▸ WHAT TO DO
Go through the lines below and copy each one that holds the string "target".

##### MATERIAL SHOWN #####

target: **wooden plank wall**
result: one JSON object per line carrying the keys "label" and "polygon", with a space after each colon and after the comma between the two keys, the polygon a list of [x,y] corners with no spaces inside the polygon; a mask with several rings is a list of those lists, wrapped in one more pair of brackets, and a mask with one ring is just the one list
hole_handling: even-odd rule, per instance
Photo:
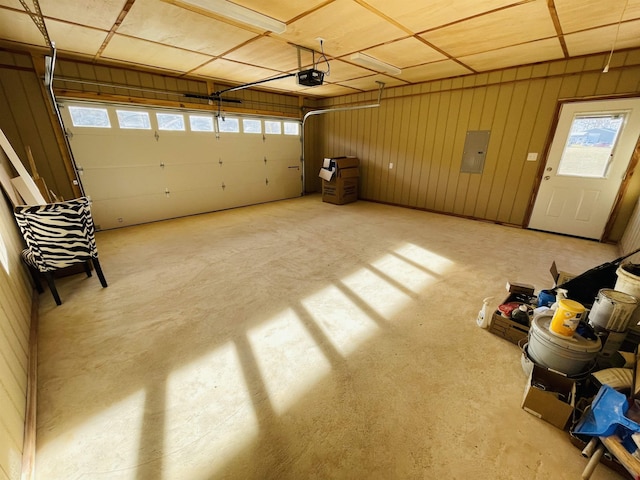
{"label": "wooden plank wall", "polygon": [[[1,153],[0,164],[8,164]],[[2,167],[2,165],[0,165]],[[33,290],[20,260],[22,236],[0,198],[0,480],[20,478]]]}
{"label": "wooden plank wall", "polygon": [[[640,94],[640,50],[615,53],[607,74],[605,61],[595,55],[388,89],[380,108],[317,120],[322,147],[308,162],[308,175],[319,191],[321,159],[355,155],[363,199],[522,226],[558,101]],[[323,106],[374,97],[336,97]],[[468,130],[491,131],[482,174],[460,173]],[[526,161],[529,152],[538,153],[536,162]],[[632,183],[612,232],[616,239],[640,193],[638,179]]]}
{"label": "wooden plank wall", "polygon": [[27,146],[47,187],[58,196],[73,198],[41,84],[29,54],[0,50],[0,128],[32,175]]}

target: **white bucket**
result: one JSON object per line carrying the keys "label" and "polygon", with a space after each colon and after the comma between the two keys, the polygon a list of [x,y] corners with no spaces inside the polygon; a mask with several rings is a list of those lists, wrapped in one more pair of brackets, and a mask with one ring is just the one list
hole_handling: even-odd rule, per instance
{"label": "white bucket", "polygon": [[549,330],[551,318],[551,314],[542,314],[531,322],[527,344],[531,360],[566,375],[584,372],[602,348],[600,338],[556,335]]}
{"label": "white bucket", "polygon": [[589,324],[612,332],[626,332],[637,306],[638,299],[633,295],[603,288],[589,312]]}
{"label": "white bucket", "polygon": [[[623,263],[616,270],[618,280],[613,288],[619,292],[628,293],[636,298],[640,298],[640,277],[626,270],[625,267],[627,267],[627,265],[629,264]],[[631,320],[629,321],[632,330],[637,330],[636,325],[638,325],[639,321],[640,308],[636,308],[635,312],[631,315]]]}

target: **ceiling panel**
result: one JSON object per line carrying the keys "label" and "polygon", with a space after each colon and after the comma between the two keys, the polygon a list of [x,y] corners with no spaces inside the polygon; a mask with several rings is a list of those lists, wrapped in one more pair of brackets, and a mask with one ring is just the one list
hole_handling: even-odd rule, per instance
{"label": "ceiling panel", "polygon": [[350,95],[352,93],[360,93],[359,90],[344,87],[342,85],[334,85],[331,83],[324,84],[319,87],[309,87],[302,90],[305,95],[314,95],[319,97],[335,97],[338,95]]}
{"label": "ceiling panel", "polygon": [[233,3],[250,8],[281,22],[288,22],[304,12],[313,10],[318,5],[326,3],[327,0],[234,0]]}
{"label": "ceiling panel", "polygon": [[453,60],[443,60],[441,62],[405,68],[402,70],[400,78],[408,82],[416,82],[417,79],[436,80],[438,78],[457,77],[469,73],[471,73],[471,70],[463,67],[459,63]]}
{"label": "ceiling panel", "polygon": [[407,34],[352,0],[336,0],[288,25],[287,31],[278,36],[316,50],[316,38],[322,37],[325,52],[338,57]]}
{"label": "ceiling panel", "polygon": [[366,3],[394,19],[413,33],[424,32],[481,13],[521,3],[514,0],[366,0]]}
{"label": "ceiling panel", "polygon": [[363,92],[368,92],[370,90],[378,90],[379,85],[376,82],[382,82],[386,87],[407,85],[407,82],[403,82],[402,80],[390,77],[388,75],[383,75],[381,73],[377,75],[370,75],[368,77],[357,78],[355,80],[348,80],[346,82],[340,82],[340,85],[357,88],[358,90],[362,90]]}
{"label": "ceiling panel", "polygon": [[[617,27],[589,30],[587,32],[565,35],[564,40],[571,55],[587,55],[589,53],[610,50],[616,38]],[[626,22],[620,25],[616,49],[640,47],[640,20]]]}
{"label": "ceiling panel", "polygon": [[478,72],[514,67],[528,63],[562,58],[562,47],[556,38],[514,45],[490,52],[460,57],[460,61]]}
{"label": "ceiling panel", "polygon": [[[572,33],[600,25],[617,24],[622,21],[640,18],[640,0],[555,0],[562,32]],[[625,8],[626,7],[626,8]],[[640,36],[640,32],[637,32]]]}
{"label": "ceiling panel", "polygon": [[449,55],[461,57],[555,36],[546,2],[532,2],[421,35]]}
{"label": "ceiling panel", "polygon": [[[296,47],[272,37],[260,37],[231,51],[223,58],[282,72],[298,68],[298,51]],[[311,61],[311,54],[303,52],[301,56],[302,65],[310,64]]]}
{"label": "ceiling panel", "polygon": [[113,36],[102,56],[177,72],[188,72],[209,60],[209,57],[200,53],[178,50],[122,35]]}
{"label": "ceiling panel", "polygon": [[45,46],[44,37],[26,13],[0,10],[0,32],[4,38],[27,45]]}
{"label": "ceiling panel", "polygon": [[266,68],[245,65],[229,60],[214,60],[193,71],[195,75],[213,77],[217,79],[233,80],[234,82],[249,83],[270,77],[282,75],[281,72],[267,70]]}
{"label": "ceiling panel", "polygon": [[53,20],[47,22],[47,31],[49,38],[55,42],[56,48],[91,56],[98,52],[107,38],[107,32],[104,30]]}
{"label": "ceiling panel", "polygon": [[[167,18],[171,21],[166,22]],[[250,31],[157,0],[136,0],[118,33],[216,56],[256,37]]]}
{"label": "ceiling panel", "polygon": [[[332,83],[339,83],[352,78],[366,77],[372,73],[371,70],[367,70],[366,68],[358,67],[338,59],[331,60],[329,65],[331,67],[331,71],[327,80]],[[325,66],[323,64],[318,65],[318,68],[325,70]]]}
{"label": "ceiling panel", "polygon": [[[126,0],[40,0],[39,3],[46,17],[108,31],[118,19]],[[27,5],[33,5],[33,2],[27,0]]]}
{"label": "ceiling panel", "polygon": [[442,53],[414,37],[365,50],[364,53],[398,68],[444,60]]}

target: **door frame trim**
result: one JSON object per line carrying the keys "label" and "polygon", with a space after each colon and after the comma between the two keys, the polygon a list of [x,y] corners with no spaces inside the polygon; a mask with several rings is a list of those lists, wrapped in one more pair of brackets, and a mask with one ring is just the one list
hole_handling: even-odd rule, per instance
{"label": "door frame trim", "polygon": [[[545,139],[544,149],[542,151],[542,155],[540,158],[540,164],[538,165],[538,172],[536,174],[536,181],[531,190],[531,196],[529,197],[529,206],[527,207],[527,211],[524,216],[523,225],[524,228],[529,228],[529,222],[531,221],[531,214],[533,213],[533,207],[536,202],[536,198],[538,197],[538,192],[540,190],[540,185],[542,184],[542,178],[544,177],[544,169],[547,165],[547,158],[549,157],[549,150],[551,150],[551,144],[553,142],[553,138],[555,136],[556,130],[558,129],[558,123],[560,122],[560,112],[562,110],[563,105],[568,105],[570,103],[577,102],[590,102],[590,101],[598,101],[598,100],[622,100],[625,98],[638,98],[640,96],[633,94],[625,94],[625,95],[603,95],[603,96],[592,96],[592,97],[581,97],[581,98],[565,98],[558,99],[556,103],[556,108],[553,116],[553,121],[549,126],[549,131],[547,132],[547,137]],[[611,210],[611,214],[609,215],[609,219],[604,227],[604,231],[602,233],[602,237],[600,238],[600,242],[608,243],[609,235],[613,230],[613,224],[615,223],[616,218],[618,217],[618,213],[620,211],[620,207],[622,204],[622,199],[624,194],[627,191],[627,187],[633,176],[635,168],[640,162],[640,139],[636,143],[635,149],[631,154],[631,159],[629,160],[629,165],[627,166],[627,170],[624,175],[624,179],[620,183],[620,188],[618,189],[618,193],[613,203],[613,208]],[[640,195],[638,195],[640,197]],[[637,198],[634,199],[634,202],[637,201]]]}

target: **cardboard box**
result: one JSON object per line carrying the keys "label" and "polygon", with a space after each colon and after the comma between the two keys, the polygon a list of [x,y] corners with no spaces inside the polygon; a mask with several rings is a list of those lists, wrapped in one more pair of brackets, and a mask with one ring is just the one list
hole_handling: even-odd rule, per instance
{"label": "cardboard box", "polygon": [[324,159],[320,171],[323,202],[344,205],[358,200],[359,164],[355,157]]}
{"label": "cardboard box", "polygon": [[564,430],[575,409],[576,381],[533,365],[524,389],[522,409]]}
{"label": "cardboard box", "polygon": [[567,283],[569,280],[576,277],[576,275],[573,275],[572,273],[558,270],[556,262],[553,262],[551,264],[551,268],[549,269],[549,272],[551,273],[551,276],[553,277],[553,281],[555,282],[554,287]]}
{"label": "cardboard box", "polygon": [[[504,304],[509,302],[522,302],[525,299],[528,300],[525,303],[531,303],[531,301],[534,300],[533,297],[529,297],[528,295],[511,293],[502,303]],[[489,331],[494,335],[509,340],[511,343],[515,343],[516,345],[518,345],[520,340],[523,340],[529,336],[528,326],[522,325],[521,323],[515,322],[510,318],[502,316],[500,310],[495,310],[493,312],[493,315],[491,315]]]}

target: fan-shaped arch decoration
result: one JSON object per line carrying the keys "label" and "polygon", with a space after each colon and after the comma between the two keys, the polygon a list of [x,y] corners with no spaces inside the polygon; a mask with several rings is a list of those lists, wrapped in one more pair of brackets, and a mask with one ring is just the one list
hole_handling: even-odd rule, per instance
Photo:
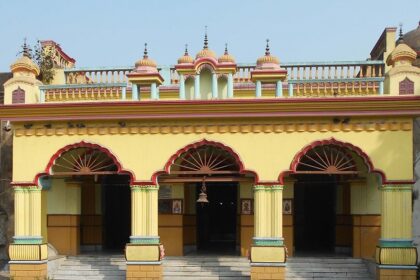
{"label": "fan-shaped arch decoration", "polygon": [[351,152],[337,145],[320,145],[308,150],[299,159],[296,173],[358,174]]}
{"label": "fan-shaped arch decoration", "polygon": [[116,174],[118,166],[104,151],[78,147],[63,152],[50,168],[52,175]]}
{"label": "fan-shaped arch decoration", "polygon": [[233,174],[240,166],[226,150],[211,145],[194,147],[183,152],[171,165],[170,174]]}

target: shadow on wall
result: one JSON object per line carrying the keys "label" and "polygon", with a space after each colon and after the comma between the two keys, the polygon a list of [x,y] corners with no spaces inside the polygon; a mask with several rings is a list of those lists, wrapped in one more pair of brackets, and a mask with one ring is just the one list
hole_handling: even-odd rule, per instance
{"label": "shadow on wall", "polygon": [[[414,191],[413,191],[413,239],[417,251],[420,251],[420,118],[413,124],[413,159],[414,159]],[[420,272],[418,273],[420,279]]]}
{"label": "shadow on wall", "polygon": [[[14,232],[12,180],[12,147],[11,130],[4,130],[5,122],[0,127],[0,261],[8,260],[8,245]],[[1,268],[0,268],[1,270]]]}

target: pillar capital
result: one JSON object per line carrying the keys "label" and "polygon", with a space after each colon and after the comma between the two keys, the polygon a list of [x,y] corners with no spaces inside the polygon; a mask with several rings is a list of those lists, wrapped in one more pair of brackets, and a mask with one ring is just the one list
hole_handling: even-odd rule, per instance
{"label": "pillar capital", "polygon": [[386,184],[379,188],[385,192],[411,192],[413,190],[413,184]]}
{"label": "pillar capital", "polygon": [[281,191],[284,185],[254,185],[254,192],[256,191]]}
{"label": "pillar capital", "polygon": [[159,190],[159,185],[131,185],[131,191],[157,191]]}

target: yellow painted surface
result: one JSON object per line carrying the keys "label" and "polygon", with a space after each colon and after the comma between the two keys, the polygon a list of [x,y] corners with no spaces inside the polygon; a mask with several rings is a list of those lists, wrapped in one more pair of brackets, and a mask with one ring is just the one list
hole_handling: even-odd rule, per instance
{"label": "yellow painted surface", "polygon": [[48,214],[80,214],[80,186],[68,185],[64,179],[53,179],[47,191]]}
{"label": "yellow painted surface", "polygon": [[412,238],[412,186],[391,185],[381,188],[381,238]]}
{"label": "yellow painted surface", "polygon": [[48,258],[47,244],[11,244],[9,257],[13,261],[39,261]]}
{"label": "yellow painted surface", "polygon": [[376,262],[384,265],[417,265],[417,251],[412,248],[377,248]]}
{"label": "yellow painted surface", "polygon": [[381,213],[381,192],[378,178],[374,174],[369,174],[366,180],[351,182],[350,194],[352,214]]}
{"label": "yellow painted surface", "polygon": [[[125,169],[135,174],[137,180],[150,180],[152,174],[162,170],[178,149],[205,138],[231,147],[240,156],[245,168],[257,172],[261,181],[275,181],[281,171],[289,169],[294,156],[308,143],[331,137],[360,147],[371,157],[374,166],[385,172],[389,180],[413,178],[412,131],[318,131],[20,136],[14,137],[13,180],[32,181],[38,172],[45,169],[57,150],[82,140],[108,148]],[[27,155],[31,155],[30,161]]]}
{"label": "yellow painted surface", "polygon": [[159,245],[127,244],[125,247],[127,261],[158,261],[159,255]]}
{"label": "yellow painted surface", "polygon": [[251,249],[251,262],[285,262],[284,247],[257,247]]}

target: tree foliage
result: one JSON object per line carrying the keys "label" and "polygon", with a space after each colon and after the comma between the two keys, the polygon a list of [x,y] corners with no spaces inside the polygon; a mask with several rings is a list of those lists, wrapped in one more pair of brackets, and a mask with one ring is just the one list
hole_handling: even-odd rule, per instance
{"label": "tree foliage", "polygon": [[51,48],[44,48],[38,40],[34,46],[33,58],[38,64],[40,74],[38,79],[49,84],[54,79],[54,52]]}

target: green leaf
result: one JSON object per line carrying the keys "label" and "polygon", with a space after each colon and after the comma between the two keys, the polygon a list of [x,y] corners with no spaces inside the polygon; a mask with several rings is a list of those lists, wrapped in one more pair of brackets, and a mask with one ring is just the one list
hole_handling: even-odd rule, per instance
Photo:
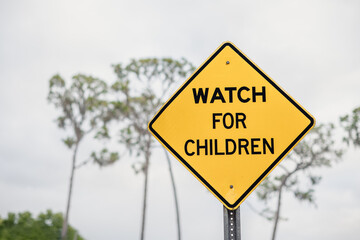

#####

▸ RESULT OF THIS EXERCISE
target: **wooden plank wall**
target: **white bucket**
target: **ceiling panel**
target: **door frame trim**
target: **cardboard box**
target: fan-shaped arch decoration
target: shadow on wall
target: pillar capital
target: yellow painted surface
target: tree foliage
target: green leaf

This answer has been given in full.